Tally the lines in the items below that contain the string "post", treating uppercase and lowercase as different, and reply with the number alone.
● ● ● ●
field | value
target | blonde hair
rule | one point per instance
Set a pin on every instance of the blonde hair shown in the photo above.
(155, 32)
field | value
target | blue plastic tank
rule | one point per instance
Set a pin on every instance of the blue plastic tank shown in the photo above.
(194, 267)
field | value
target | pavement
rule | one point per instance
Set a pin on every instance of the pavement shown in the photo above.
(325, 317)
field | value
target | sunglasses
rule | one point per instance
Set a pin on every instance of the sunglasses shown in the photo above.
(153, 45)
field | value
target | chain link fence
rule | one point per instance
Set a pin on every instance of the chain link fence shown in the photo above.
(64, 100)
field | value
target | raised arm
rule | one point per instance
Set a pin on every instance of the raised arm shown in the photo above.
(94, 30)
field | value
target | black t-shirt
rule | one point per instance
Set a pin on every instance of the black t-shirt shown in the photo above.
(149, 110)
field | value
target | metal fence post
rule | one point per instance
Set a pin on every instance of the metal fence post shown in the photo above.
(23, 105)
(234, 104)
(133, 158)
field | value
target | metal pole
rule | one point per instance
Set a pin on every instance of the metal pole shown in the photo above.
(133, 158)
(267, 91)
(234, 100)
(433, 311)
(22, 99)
● ● ● ●
▸ Output of the task
2